**EXERCISE**
Below are several records. Retype exactly those lines running from the one with "Query: curved roof ridge" through the one with "Mark each instance of the wooden lattice", end lines included, and no others.

**DATA RECORDS**
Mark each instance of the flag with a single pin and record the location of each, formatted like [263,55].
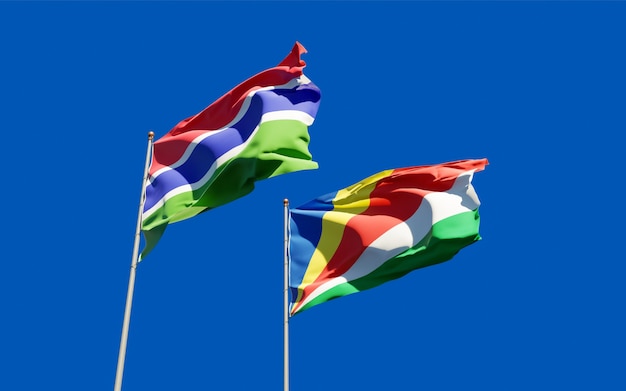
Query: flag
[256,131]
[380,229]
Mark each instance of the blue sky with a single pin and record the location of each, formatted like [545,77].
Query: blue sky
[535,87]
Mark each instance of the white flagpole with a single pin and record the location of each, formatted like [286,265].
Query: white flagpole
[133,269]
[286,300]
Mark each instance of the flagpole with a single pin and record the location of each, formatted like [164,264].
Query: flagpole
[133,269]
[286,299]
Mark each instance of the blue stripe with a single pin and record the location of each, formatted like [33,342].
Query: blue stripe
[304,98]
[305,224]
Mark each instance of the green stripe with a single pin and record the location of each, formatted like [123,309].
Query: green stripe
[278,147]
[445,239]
==
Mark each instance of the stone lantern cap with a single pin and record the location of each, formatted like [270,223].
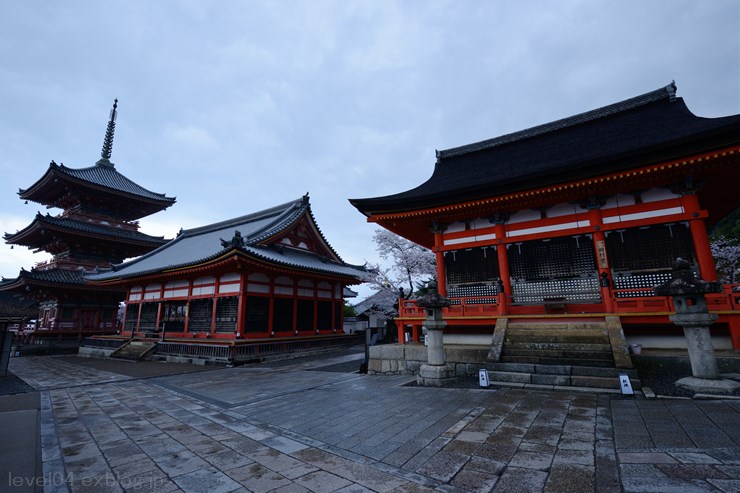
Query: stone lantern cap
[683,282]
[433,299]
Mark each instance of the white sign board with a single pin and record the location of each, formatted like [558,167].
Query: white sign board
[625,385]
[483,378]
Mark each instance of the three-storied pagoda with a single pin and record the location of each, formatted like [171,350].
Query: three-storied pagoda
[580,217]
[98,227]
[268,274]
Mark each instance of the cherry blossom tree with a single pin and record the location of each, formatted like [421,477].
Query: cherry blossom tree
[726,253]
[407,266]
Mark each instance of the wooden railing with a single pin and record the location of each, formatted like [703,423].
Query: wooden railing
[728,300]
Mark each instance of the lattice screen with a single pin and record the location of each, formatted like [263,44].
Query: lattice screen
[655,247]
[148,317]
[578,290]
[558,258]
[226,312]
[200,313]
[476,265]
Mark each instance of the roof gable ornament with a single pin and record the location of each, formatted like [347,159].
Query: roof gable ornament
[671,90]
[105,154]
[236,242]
...
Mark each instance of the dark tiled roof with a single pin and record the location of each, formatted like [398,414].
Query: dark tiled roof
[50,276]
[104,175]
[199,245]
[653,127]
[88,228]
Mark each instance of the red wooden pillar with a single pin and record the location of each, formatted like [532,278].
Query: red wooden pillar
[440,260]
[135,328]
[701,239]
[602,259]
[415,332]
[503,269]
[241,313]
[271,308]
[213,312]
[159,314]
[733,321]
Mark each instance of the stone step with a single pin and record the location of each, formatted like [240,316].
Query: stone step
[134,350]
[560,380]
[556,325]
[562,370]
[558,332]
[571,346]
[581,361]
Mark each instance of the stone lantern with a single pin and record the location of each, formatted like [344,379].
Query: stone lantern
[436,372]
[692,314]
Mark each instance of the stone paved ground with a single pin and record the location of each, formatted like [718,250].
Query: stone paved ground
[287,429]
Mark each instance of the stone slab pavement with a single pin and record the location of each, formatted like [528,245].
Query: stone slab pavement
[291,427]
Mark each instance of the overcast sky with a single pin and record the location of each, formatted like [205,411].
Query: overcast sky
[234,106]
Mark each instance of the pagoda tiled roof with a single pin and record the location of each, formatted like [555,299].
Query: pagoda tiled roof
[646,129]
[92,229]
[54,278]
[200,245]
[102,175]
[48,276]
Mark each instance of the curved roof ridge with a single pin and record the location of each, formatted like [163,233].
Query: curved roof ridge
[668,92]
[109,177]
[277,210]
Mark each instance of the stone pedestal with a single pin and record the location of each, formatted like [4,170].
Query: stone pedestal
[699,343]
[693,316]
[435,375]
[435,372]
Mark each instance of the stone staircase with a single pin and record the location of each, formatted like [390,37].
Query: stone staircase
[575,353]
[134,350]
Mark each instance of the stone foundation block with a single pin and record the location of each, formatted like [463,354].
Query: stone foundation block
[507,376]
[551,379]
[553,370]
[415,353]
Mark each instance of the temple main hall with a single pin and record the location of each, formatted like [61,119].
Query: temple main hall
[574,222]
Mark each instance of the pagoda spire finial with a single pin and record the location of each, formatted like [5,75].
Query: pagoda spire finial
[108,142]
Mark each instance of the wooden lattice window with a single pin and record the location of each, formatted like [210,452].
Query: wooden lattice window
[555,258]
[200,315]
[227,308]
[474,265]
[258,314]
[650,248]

**TASK RESULT**
Query: curved roof ridge
[668,92]
[109,177]
[277,210]
Mark each instance of the stone pedestal with a single pin and record the location of each, formatted like [4,170].
Query: stone pedestal
[699,343]
[693,316]
[435,375]
[435,372]
Mark each instance of the stone staircase with a single pin and record the location of each, formatted like [390,37].
Query: stone staircase
[575,353]
[134,350]
Mark each instance of the stone foundation block with a single pin and record the location of each, formatted like [463,354].
Query: stone foundation block
[507,376]
[551,379]
[553,370]
[415,353]
Mark each instance of the temple main hall with a single pin and record the location of each, formatted like [61,119].
Query: temple main hall
[574,222]
Mark each instance of the pagoda spire finial with a single pin and record the location of each, formatted like [5,75].
Query: pagoda spire finial
[108,142]
Mark each instance of the wooden lattice window with a single pin and record the location of each, formatted like [210,452].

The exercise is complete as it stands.